Task to carry out: Output as a numbered list the lines of the rows below, from the line containing "the woman's ear" through the line containing "<point>110,601</point>", inclusive, omitting any blank lines.

Extracted records:
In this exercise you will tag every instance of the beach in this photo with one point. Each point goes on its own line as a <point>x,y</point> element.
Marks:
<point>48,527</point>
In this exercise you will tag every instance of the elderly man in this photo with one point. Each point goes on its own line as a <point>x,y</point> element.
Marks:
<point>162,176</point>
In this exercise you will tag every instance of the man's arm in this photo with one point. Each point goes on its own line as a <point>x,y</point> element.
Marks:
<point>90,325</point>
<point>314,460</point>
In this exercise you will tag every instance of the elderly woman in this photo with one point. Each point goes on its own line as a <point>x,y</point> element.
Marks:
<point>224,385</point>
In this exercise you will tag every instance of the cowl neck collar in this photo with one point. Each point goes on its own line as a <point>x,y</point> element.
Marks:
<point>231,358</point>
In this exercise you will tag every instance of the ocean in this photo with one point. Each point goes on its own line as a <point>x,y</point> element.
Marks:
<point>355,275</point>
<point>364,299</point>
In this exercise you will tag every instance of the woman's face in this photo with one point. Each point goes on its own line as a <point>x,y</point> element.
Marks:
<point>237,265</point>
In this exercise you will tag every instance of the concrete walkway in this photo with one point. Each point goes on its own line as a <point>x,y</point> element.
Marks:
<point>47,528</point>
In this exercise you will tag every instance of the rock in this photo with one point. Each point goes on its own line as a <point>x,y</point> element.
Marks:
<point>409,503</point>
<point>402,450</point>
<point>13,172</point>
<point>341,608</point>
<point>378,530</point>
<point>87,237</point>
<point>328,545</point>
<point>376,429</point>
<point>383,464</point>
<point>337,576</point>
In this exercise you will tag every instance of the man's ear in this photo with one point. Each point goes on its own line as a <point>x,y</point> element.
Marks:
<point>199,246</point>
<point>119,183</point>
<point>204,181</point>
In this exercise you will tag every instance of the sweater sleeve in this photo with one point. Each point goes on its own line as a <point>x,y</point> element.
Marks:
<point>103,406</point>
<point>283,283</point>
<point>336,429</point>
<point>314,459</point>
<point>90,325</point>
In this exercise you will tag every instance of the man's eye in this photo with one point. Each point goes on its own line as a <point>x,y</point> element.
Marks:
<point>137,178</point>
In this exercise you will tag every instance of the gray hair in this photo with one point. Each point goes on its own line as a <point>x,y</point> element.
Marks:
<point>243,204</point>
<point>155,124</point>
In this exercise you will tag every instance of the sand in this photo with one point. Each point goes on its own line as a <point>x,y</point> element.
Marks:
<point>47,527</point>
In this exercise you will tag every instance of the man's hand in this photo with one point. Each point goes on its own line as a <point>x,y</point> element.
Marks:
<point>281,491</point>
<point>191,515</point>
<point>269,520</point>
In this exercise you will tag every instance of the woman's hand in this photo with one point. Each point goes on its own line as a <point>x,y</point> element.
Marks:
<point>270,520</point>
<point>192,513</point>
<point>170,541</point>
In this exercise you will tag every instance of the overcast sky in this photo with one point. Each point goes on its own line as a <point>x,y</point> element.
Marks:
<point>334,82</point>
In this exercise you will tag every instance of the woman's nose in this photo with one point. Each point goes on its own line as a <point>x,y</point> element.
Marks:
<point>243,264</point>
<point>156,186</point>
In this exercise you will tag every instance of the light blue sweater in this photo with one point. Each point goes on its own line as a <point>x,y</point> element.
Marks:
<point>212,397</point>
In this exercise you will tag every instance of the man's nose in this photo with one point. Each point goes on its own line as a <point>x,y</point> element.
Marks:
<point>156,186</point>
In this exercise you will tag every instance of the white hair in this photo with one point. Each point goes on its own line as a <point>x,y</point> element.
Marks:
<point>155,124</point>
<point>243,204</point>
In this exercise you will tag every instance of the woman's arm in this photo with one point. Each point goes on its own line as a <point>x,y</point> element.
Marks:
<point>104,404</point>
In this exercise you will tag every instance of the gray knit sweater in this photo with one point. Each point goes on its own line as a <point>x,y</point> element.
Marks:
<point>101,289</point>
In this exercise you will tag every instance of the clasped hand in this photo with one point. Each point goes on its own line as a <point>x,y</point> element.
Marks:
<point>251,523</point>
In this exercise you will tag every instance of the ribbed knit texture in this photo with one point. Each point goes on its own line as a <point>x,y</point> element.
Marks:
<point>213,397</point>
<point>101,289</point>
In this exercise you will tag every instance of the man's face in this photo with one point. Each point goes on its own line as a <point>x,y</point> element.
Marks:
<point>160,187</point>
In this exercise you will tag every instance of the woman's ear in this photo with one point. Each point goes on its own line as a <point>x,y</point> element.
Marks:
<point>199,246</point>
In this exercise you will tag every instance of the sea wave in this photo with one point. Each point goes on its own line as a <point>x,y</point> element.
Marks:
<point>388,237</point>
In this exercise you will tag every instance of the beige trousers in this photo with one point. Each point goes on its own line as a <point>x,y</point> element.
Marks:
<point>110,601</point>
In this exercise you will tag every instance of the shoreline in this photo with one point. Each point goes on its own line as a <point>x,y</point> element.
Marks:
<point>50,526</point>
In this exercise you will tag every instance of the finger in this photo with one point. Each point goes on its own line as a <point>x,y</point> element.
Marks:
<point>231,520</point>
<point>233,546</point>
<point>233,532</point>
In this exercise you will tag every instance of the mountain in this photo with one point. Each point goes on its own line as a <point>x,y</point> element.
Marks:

Task solution:
1. In this exercise you will tag every instance of the woman's ear in this photo with one point. Each point goes on its own line as a <point>x,y</point> element.
2. Marks:
3. <point>199,246</point>
4. In this exercise you will tag every instance of the sea wave in this photo with one point. Each point goes on its own line as a <point>x,y</point> element.
5. Marks:
6. <point>388,237</point>
7. In this exercise you will tag every instance of the beige trousers in this photo with one point. Each point goes on its own line as a <point>x,y</point> element.
8. Marks:
9. <point>110,601</point>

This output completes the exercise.